- [What is required]: Revise the material below, replacing "identify" with "locate" wherever it occurs and keeping everything else unchanged. Omit the pictures from your version.

- [Extracted material]:
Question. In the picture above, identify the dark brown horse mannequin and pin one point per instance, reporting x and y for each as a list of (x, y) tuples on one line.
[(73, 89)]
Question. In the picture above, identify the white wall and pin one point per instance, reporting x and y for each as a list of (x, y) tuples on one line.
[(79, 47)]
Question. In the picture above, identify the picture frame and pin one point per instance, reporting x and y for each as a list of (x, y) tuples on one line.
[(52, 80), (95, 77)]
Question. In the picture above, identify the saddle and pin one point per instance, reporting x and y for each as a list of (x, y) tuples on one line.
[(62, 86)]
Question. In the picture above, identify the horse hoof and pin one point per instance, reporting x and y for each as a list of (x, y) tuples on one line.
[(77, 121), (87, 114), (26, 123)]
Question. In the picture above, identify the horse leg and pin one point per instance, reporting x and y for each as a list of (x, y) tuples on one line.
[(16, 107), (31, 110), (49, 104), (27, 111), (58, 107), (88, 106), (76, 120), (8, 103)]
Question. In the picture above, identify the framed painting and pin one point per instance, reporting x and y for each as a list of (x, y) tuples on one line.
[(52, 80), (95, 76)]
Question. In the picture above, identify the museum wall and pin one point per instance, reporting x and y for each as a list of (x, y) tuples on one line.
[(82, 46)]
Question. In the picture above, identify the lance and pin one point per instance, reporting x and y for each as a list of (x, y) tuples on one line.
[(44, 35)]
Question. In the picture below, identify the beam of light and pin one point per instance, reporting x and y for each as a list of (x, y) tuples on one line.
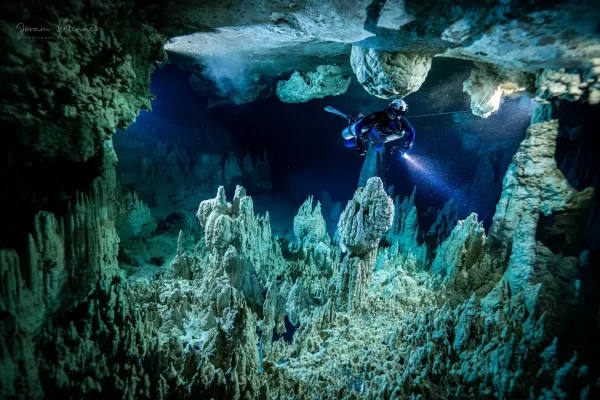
[(426, 170)]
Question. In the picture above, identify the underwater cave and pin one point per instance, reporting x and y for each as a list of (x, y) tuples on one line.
[(300, 200)]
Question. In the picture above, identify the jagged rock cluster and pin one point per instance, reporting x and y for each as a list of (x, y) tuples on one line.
[(480, 315), (67, 109), (571, 85), (389, 75), (182, 176), (486, 84), (328, 80), (362, 317)]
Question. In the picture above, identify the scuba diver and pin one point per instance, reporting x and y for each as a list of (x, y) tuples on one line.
[(378, 128)]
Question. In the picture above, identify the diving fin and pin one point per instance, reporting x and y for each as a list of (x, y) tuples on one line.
[(336, 112)]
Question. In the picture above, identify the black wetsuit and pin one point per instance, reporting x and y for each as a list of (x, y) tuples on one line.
[(379, 128)]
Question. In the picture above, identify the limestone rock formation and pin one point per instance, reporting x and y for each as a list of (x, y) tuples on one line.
[(226, 224), (366, 218), (309, 224), (405, 229), (571, 85), (134, 220), (328, 80), (533, 186), (486, 84), (389, 75), (68, 108), (461, 250)]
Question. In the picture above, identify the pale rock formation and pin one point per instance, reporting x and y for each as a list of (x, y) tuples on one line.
[(366, 218), (70, 266), (134, 220), (405, 228), (309, 224), (389, 75), (226, 224), (70, 107), (328, 80), (486, 84), (533, 186), (571, 85), (461, 250)]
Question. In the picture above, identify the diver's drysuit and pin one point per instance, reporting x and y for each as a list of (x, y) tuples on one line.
[(378, 128)]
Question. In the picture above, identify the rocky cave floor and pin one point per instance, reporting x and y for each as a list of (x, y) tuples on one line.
[(133, 266)]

- [Task result]:
Question. In the picture above, locate the dark brown horse mannequin and pin one point per instance, reporting x and y for each as a list of (x, y) tuples on one line.
[(73, 89)]
Question. In the picture above, locate the white wall and pin one point per instance, reporting x and y for each as a list of (x, y) tuples on one line.
[(79, 47)]
Question. In the picture above, locate the picture frame and pin one point per instance, reporting x and y for each as a list of (x, y) tuples on one line.
[(52, 80), (95, 77)]
Question. In the picture above, locate the saddle and pin one point per instance, reporting x and y for each as a list of (x, y) tuples on one line.
[(62, 86)]
Question. In the picture above, locate the horse hoof and pin one point per instance, reporting x and y for each as a list of (x, y) tuples on one line.
[(77, 121), (87, 114), (26, 123)]
Question. In the picture above, locate the horse leg and pin one point per instance, reporting x and y for each as a list of (x, y) tuples on one line.
[(16, 107), (31, 110), (49, 104), (27, 111), (58, 107), (88, 106), (76, 120), (8, 103)]
Question. In the picture above, locate the framed painting and pin one point per instance, reporting x and y for each as a list of (x, y) tuples on one line.
[(52, 80), (95, 76)]
Question. In the picture above, locate the museum wall and pin one point per instance, reporting x and y for each as a list of (x, y) tuples on one line.
[(82, 46)]
Question. In the picture above, locate the lance and pin one point per instance, reporting x and y for each as a list of (x, y) tuples on one line.
[(44, 35)]
Question. In the picture below, locate the beam of light and pin one point per instance, reporting x and y for each as a list of (x, y) tuples on one line.
[(426, 170)]
Question. In the picture above, locate the underwater cave and pin one point per instance, reporting x and y for each as a list of (x, y) tuples on one line.
[(300, 200)]
Question. In the picture above, locate the jagged rock cluster and pin one point per instance, reporting x and y for each as a list of (x, y) tuples on one line.
[(480, 315), (67, 109), (571, 85), (389, 75), (182, 176), (486, 84), (328, 80), (362, 317)]
Question. In the picture above, locate the scuba diver and pin one point per instance, reporting x and y for each as a list of (x, y) tuples on one line.
[(378, 128)]
Question. In the picture above, locate the diving fin and pin one point per instance, reporting x and y for each as a list of (x, y) tuples on one line.
[(336, 112)]
Question. In the picture above, locate the black wetsuit and pin one point per instance, reporting x and y for each as a list of (x, y) tuples on one line.
[(379, 128)]
Question. In the picture above, locate the limestone rock formation and pin one point per instance, reporting x and y for each as a list of (x, y) tuples on one line.
[(226, 224), (366, 218), (309, 224), (405, 229), (571, 85), (134, 220), (328, 80), (533, 186), (486, 84), (389, 75), (68, 108), (461, 250)]
Question. In the picture above, locate the pale rock formation and pin one point per instance, reporting x and y for each as a list of (x, y) tuples on one line.
[(366, 218), (70, 266), (134, 220), (405, 228), (309, 224), (389, 75), (226, 224), (70, 107), (328, 80), (486, 84), (533, 186), (571, 85), (461, 250)]
Question. In the picture above, locate the diver's drysuit and pin one point per instance, reporting x and y for each as a list of (x, y) tuples on one line.
[(378, 128)]
Question. In the picture above, locate the rocky cave floor and pin one point per instance, reporting x and y for each as a list of (x, y) tuples on one line.
[(133, 266)]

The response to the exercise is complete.